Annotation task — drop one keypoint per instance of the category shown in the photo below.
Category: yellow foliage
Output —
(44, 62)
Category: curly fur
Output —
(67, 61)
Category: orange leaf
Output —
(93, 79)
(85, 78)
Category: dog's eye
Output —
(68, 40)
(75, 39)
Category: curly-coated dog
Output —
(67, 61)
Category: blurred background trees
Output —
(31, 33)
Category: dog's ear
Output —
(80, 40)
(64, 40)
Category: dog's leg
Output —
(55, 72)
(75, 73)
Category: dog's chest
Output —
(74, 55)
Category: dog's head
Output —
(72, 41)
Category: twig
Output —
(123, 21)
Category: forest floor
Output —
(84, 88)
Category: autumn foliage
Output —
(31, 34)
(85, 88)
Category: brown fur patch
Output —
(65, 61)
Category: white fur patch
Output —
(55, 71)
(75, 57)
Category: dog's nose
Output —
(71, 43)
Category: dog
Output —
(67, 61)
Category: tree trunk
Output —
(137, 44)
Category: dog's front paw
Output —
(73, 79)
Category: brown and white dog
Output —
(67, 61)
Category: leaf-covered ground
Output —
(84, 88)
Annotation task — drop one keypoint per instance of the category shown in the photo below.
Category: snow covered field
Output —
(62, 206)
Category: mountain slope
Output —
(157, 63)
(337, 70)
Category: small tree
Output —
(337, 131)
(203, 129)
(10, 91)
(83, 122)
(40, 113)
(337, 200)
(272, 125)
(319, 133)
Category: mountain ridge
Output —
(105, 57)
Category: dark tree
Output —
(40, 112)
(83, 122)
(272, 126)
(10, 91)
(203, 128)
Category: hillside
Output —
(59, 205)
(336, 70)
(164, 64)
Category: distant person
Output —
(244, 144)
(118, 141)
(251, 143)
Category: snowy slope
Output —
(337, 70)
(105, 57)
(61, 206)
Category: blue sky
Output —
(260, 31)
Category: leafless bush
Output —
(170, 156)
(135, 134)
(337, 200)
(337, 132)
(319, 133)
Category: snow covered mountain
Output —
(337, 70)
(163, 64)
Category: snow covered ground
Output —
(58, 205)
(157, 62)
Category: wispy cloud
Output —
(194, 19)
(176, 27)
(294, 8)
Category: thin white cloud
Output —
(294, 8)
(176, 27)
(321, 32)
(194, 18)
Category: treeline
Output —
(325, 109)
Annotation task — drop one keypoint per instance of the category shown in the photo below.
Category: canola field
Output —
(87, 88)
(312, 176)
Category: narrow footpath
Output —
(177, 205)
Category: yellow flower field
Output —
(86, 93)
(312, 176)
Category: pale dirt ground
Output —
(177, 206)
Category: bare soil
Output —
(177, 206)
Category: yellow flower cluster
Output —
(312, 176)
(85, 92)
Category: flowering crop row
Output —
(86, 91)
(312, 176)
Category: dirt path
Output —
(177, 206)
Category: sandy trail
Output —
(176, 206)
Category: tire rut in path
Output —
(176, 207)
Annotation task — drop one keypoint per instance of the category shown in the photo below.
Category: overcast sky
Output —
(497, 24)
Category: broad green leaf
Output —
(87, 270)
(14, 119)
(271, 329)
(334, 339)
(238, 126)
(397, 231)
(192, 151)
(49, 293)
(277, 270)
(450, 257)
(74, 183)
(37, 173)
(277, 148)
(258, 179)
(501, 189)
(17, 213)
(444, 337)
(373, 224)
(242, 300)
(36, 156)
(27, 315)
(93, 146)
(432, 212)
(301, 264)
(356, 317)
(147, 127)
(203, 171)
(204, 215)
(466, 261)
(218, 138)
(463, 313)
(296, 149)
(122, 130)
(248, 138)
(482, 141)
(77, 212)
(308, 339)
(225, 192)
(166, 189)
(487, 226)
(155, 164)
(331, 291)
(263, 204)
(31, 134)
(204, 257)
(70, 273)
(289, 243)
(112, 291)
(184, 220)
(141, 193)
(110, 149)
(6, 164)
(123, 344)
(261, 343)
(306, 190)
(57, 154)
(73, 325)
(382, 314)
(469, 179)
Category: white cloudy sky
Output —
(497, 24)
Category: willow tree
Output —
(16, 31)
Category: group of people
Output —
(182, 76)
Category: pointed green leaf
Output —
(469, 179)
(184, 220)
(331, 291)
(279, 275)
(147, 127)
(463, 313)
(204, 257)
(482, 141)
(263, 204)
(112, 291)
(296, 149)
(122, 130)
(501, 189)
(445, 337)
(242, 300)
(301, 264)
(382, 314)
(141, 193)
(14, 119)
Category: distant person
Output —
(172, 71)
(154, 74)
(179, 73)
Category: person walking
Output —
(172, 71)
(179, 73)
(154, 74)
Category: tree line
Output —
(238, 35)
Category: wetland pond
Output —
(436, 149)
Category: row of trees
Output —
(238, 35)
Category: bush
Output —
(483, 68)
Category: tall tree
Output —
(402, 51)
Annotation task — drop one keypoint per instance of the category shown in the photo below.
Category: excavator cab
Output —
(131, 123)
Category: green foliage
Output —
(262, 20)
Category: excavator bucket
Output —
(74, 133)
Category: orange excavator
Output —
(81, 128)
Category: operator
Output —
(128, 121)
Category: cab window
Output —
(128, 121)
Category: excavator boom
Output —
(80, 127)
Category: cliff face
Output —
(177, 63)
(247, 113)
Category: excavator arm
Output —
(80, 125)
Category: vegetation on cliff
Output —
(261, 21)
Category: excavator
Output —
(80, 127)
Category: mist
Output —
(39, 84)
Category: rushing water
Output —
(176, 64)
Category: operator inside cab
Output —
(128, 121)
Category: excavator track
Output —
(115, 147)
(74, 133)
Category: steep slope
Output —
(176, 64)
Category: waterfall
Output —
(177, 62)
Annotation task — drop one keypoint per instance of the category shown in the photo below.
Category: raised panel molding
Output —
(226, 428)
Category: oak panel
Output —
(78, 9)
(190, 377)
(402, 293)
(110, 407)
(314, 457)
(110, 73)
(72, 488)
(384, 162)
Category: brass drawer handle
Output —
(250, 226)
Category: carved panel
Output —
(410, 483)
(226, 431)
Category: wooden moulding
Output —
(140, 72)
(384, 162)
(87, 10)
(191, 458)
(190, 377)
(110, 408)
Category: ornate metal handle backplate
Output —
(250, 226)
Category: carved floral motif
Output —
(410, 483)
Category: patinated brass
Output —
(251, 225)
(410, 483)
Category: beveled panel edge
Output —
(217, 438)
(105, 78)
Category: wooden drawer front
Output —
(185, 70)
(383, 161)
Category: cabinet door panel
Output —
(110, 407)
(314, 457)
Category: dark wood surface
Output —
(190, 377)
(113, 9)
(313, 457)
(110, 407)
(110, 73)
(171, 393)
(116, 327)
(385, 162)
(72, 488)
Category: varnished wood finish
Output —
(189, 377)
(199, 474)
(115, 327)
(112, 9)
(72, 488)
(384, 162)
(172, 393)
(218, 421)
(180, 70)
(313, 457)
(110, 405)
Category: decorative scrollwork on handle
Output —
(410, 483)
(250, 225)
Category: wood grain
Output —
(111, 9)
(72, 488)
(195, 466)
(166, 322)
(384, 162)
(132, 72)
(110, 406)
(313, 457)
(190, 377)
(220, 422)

• [Problem to solve]
Write the listing out again, exactly as it reads.

• [Reply]
Annotation task — drop one keypoint per instance of the category shown in the photo below.
Category: yellow foliage
Output —
(44, 62)
Category: curly fur
Output —
(67, 61)
Category: orange leaf
Output —
(93, 79)
(85, 78)
Category: dog's eye
Output —
(68, 40)
(75, 39)
Category: curly-coated dog
Output —
(67, 61)
Category: blurred background trees
Output —
(31, 33)
Category: dog's ear
Output —
(80, 40)
(64, 40)
Category: dog's leg
Output —
(55, 72)
(75, 73)
Category: dog's chest
Output —
(74, 55)
Category: dog's head
Output —
(72, 41)
Category: twig
Output —
(123, 21)
Category: forest floor
Output —
(84, 88)
Category: autumn foliage
Output —
(31, 34)
(85, 88)
Category: brown fur patch
Output —
(65, 61)
Category: white fur patch
Output —
(55, 71)
(75, 57)
Category: dog's nose
Output —
(71, 43)
Category: dog
Output —
(67, 61)
Category: tree trunk
Output —
(137, 44)
Category: dog's front paw
Output —
(73, 79)
Category: brown and white dog
Output —
(67, 61)
Category: leaf-covered ground
Output —
(84, 88)
Annotation task — drop one keypoint per instance of the category shown in the photo below.
Category: snow covered field
Output —
(62, 206)
Category: mountain slope
Output —
(157, 63)
(337, 70)
Category: small tree
Output —
(337, 131)
(203, 129)
(10, 91)
(83, 122)
(40, 113)
(337, 200)
(272, 125)
(319, 133)
Category: mountain ridge
Output —
(105, 57)
Category: dark tree
Output —
(40, 112)
(83, 122)
(272, 126)
(10, 91)
(203, 128)
Category: hillside
Output —
(59, 205)
(336, 70)
(164, 64)
Category: distant person
Output —
(244, 144)
(118, 141)
(251, 143)
Category: snowy slope
Output —
(337, 70)
(105, 57)
(61, 206)
Category: blue sky
Output —
(260, 31)
Category: leafless bush
Output —
(170, 156)
(135, 134)
(337, 200)
(337, 132)
(319, 133)
Category: snow covered mountain
Output —
(337, 70)
(163, 64)
Category: snow covered ground
Output —
(58, 205)
(157, 62)
Category: wispy cloud
Output —
(194, 19)
(176, 27)
(294, 8)
Category: thin white cloud
Output —
(294, 8)
(176, 27)
(321, 32)
(194, 18)
Category: treeline
Output —
(325, 109)
Annotation task — drop one keypoint per instance of the category shown in the photo below.
Category: canola field
Output —
(87, 88)
(312, 176)
Category: narrow footpath
Output —
(177, 205)
Category: yellow flower field
Output —
(86, 93)
(312, 176)
Category: pale dirt ground
Output —
(177, 206)
Category: bare soil
Output —
(177, 206)
Category: yellow flower cluster
Output —
(312, 176)
(85, 92)
Category: flowering crop row
Output —
(86, 91)
(312, 176)
Category: dirt path
Output —
(177, 206)
Category: sandy trail
Output —
(176, 206)
Category: tire rut in path
Output —
(176, 207)
Annotation task — drop one keypoint per instance of the category shown in the photo below.
Category: overcast sky
Output —
(497, 24)
Category: broad green leaf
Output —
(87, 270)
(14, 119)
(271, 329)
(334, 339)
(238, 126)
(397, 231)
(192, 151)
(49, 293)
(277, 270)
(450, 257)
(74, 183)
(37, 173)
(277, 148)
(258, 179)
(501, 189)
(17, 213)
(444, 337)
(373, 224)
(242, 300)
(36, 156)
(27, 315)
(93, 146)
(432, 212)
(301, 264)
(356, 317)
(147, 127)
(203, 171)
(204, 215)
(466, 261)
(218, 138)
(463, 313)
(296, 149)
(122, 130)
(248, 138)
(482, 141)
(77, 212)
(308, 339)
(225, 192)
(166, 189)
(487, 226)
(155, 164)
(331, 291)
(263, 204)
(31, 134)
(204, 257)
(70, 273)
(289, 243)
(112, 291)
(184, 220)
(141, 193)
(110, 149)
(6, 164)
(123, 344)
(261, 343)
(306, 190)
(57, 154)
(73, 325)
(382, 314)
(469, 179)
Category: white cloudy sky
Output —
(497, 24)
Category: willow tree
Output —
(16, 31)
Category: group of people
Output —
(182, 76)
Category: pointed green leaf
Output —
(469, 179)
(184, 220)
(331, 291)
(279, 275)
(147, 127)
(463, 313)
(204, 257)
(482, 141)
(263, 204)
(112, 291)
(296, 149)
(122, 130)
(501, 189)
(445, 337)
(242, 300)
(301, 264)
(382, 314)
(141, 193)
(14, 119)
Category: distant person
Output —
(172, 71)
(154, 74)
(179, 73)
Category: person walking
Output —
(172, 71)
(179, 73)
(154, 74)
Category: tree line
Output —
(238, 35)
Category: wetland pond
Output —
(436, 149)
Category: row of trees
Output —
(238, 35)
Category: bush
Output —
(483, 68)
Category: tall tree
Output —
(402, 51)
Annotation task — drop one keypoint per instance of the category shown in the photo below.
Category: excavator cab
Output —
(131, 123)
Category: green foliage
Output —
(262, 20)
Category: excavator bucket
Output —
(74, 133)
Category: orange excavator
Output —
(81, 128)
Category: operator
Output —
(128, 121)
Category: cab window
Output —
(128, 121)
Category: excavator boom
Output —
(80, 127)
Category: cliff face
Output —
(177, 63)
(247, 113)
Category: excavator arm
Output —
(80, 125)
Category: vegetation on cliff
Output —
(261, 21)
Category: excavator
Output —
(80, 127)
Category: mist
Output —
(39, 84)
Category: rushing water
Output —
(176, 64)
Category: operator inside cab
Output —
(128, 121)
Category: excavator track
Output —
(115, 147)
(74, 133)
Category: steep slope
Output —
(176, 64)
Category: waterfall
Output —
(177, 62)
Annotation task — drop one keypoint per instance of the category shown in the photo below.
Category: raised panel molding
Output —
(226, 428)
Category: oak panel
Output —
(78, 9)
(190, 377)
(402, 293)
(110, 407)
(314, 457)
(110, 73)
(72, 488)
(384, 162)
Category: brass drawer handle
Output —
(250, 226)
Category: carved panel
Output —
(410, 483)
(226, 431)
Category: wooden moulding
Output —
(140, 72)
(384, 162)
(87, 10)
(191, 458)
(190, 377)
(110, 408)
Category: ornate metal handle backplate
Output —
(250, 226)
Category: carved floral motif
Output —
(410, 483)
Category: patinated brass
Output —
(251, 225)
(410, 483)
Category: beveled panel edge
Output —
(217, 438)
(105, 78)
Category: wooden drawer front
Output —
(185, 70)
(383, 161)
Category: cabinet door panel
Output —
(110, 407)
(314, 457)
Category: dark wood surface
Output —
(190, 377)
(113, 9)
(313, 457)
(110, 407)
(110, 73)
(171, 393)
(116, 327)
(385, 162)
(72, 488)
Category: varnished wood finish
Output —
(189, 377)
(199, 474)
(115, 327)
(112, 9)
(72, 488)
(384, 162)
(172, 393)
(218, 421)
(180, 70)
(313, 457)
(110, 405)
Category: decorative scrollwork on handle
Output —
(410, 483)
(250, 225)
Category: wood grain
Output —
(111, 9)
(72, 488)
(195, 466)
(166, 322)
(384, 162)
(132, 72)
(110, 406)
(313, 457)
(190, 377)
(220, 422)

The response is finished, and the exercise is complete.